Written instruction A — From the listing below, keep only the lines that contain the string "stadium", matched case-sensitively, and copy each one unchanged.

Provided passage —
>> BEGIN

To focus on the worst case, Fig. 3 (right) shows a CDF of the maximum memory bandwidth among all Haswell nodes, sampled in 1s periods (i.e., sustained maximums). As shown, half of the time the maximum bandwidth among all Haswell nodes is at least 17.6 GB/s and three quarters of the time 31.5 GB/s. In addition, sustained system-wide maximum memory bandwidth at 30s time windows within our overall sampling period rarely exceeds 40 GB/s, while 30s average values rarely exceed 2 GB/s.
Inevitably, our analysis is sensitive to the configuration of Cori’s Haswell nodes. Faster or more computation cores per node would place more pressure on memory bandwidth [18] as already evident in GPUs [29]. Still, our data hints that memory bandwidth is another resource that may be overdesigned by average in HPC. However, we cannot relate our findings to the impact to application performance if we were to reduce available memory bandwidth. That is because applications may exhibit brief but important phases of high memory bandwidth usage that may be penalized if we reduce available memory bandwidth [18].

>> END

Records supplied —
>> BEGIN

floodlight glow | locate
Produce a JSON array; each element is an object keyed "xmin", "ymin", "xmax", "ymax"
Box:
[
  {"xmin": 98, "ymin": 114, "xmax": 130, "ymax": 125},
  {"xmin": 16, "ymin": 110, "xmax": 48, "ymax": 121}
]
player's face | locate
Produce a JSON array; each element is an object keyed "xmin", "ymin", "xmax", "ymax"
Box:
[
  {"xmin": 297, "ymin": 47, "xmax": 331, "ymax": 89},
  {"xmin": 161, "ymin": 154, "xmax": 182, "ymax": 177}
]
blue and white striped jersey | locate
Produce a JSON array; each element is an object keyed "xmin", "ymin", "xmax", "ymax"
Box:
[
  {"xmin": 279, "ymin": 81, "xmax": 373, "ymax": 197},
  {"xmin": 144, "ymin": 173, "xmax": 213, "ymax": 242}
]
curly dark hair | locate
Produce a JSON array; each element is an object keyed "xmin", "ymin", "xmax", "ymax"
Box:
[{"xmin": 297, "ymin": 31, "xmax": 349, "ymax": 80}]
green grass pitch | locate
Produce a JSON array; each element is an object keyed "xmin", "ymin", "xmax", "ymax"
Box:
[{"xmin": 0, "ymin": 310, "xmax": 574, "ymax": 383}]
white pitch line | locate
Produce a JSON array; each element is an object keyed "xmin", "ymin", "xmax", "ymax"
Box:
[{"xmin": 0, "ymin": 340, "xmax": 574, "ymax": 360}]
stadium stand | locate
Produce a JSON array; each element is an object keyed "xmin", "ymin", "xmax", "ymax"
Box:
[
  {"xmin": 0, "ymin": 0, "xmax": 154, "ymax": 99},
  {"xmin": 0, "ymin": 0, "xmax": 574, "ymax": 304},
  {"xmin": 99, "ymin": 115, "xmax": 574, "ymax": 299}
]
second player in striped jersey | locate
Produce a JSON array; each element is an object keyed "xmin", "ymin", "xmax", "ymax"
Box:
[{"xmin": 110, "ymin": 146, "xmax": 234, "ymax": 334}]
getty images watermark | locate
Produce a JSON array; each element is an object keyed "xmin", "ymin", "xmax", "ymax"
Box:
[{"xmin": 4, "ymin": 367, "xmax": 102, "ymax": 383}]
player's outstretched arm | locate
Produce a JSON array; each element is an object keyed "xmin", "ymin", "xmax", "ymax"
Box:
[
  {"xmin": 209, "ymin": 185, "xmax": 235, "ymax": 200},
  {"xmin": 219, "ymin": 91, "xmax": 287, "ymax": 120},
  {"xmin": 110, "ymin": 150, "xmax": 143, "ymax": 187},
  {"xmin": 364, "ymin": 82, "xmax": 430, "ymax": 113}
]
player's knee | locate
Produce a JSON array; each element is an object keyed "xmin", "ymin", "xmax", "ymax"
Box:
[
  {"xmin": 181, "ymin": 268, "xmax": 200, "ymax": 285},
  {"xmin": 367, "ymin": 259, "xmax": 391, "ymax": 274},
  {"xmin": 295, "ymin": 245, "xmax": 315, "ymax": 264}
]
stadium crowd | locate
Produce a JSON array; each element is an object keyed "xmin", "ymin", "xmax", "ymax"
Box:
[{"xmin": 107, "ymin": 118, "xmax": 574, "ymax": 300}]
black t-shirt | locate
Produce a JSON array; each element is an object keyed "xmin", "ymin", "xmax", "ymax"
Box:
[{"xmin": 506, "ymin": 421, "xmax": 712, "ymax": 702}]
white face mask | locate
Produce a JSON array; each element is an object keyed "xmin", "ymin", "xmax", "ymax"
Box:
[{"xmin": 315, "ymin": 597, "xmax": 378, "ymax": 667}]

>> END

Written instruction B — Print verbatim the part of the memory bandwidth passage that starts at the words "Inevitably, our analysis" and ends after "memory bandwidth [18].".

Written reply A —
stadium stand | locate
stadium crowd | locate

Written reply B —
Inevitably, our analysis is sensitive to the configuration of Cori’s Haswell nodes. Faster or more computation cores per node would place more pressure on memory bandwidth [18] as already evident in GPUs [29]. Still, our data hints that memory bandwidth is another resource that may be overdesigned by average in HPC. However, we cannot relate our findings to the impact to application performance if we were to reduce available memory bandwidth. That is because applications may exhibit brief but important phases of high memory bandwidth usage that may be penalized if we reduce available memory bandwidth [18].